### DIRECTIONS
Return each line of the data that follows exactly as it reads.
┌──
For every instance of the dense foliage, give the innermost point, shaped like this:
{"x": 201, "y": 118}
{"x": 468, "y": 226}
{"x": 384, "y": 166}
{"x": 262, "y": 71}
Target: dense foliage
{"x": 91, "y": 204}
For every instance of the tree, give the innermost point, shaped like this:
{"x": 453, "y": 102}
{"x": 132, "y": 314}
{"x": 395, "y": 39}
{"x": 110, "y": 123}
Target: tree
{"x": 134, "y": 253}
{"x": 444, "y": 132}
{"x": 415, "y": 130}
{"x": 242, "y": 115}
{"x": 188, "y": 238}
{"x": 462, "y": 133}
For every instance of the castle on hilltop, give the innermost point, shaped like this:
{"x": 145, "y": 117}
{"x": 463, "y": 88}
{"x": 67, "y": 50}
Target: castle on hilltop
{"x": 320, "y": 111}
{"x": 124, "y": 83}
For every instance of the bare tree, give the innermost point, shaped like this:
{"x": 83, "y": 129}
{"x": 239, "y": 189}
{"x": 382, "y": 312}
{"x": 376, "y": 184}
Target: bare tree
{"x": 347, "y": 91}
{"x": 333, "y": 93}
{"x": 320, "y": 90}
└──
### EXERCISE OUTPUT
For every instance of the dense foliage, give the innermost point, shaped like this:
{"x": 201, "y": 118}
{"x": 468, "y": 226}
{"x": 384, "y": 166}
{"x": 262, "y": 71}
Target: dense foliage
{"x": 91, "y": 204}
For every instance of the tree, give the innermost point, shaped like this:
{"x": 453, "y": 102}
{"x": 132, "y": 314}
{"x": 395, "y": 39}
{"x": 110, "y": 123}
Target: tree
{"x": 134, "y": 253}
{"x": 444, "y": 132}
{"x": 415, "y": 130}
{"x": 242, "y": 115}
{"x": 188, "y": 238}
{"x": 462, "y": 133}
For every instance of the castle on hilltop, give the innermost point, shaped like this:
{"x": 145, "y": 117}
{"x": 463, "y": 88}
{"x": 67, "y": 50}
Target: castle on hilltop
{"x": 320, "y": 111}
{"x": 124, "y": 83}
For every instance of the bare tree, give the innermost point, shaped like this:
{"x": 83, "y": 129}
{"x": 239, "y": 189}
{"x": 382, "y": 312}
{"x": 376, "y": 184}
Target: bare tree
{"x": 347, "y": 91}
{"x": 333, "y": 93}
{"x": 320, "y": 90}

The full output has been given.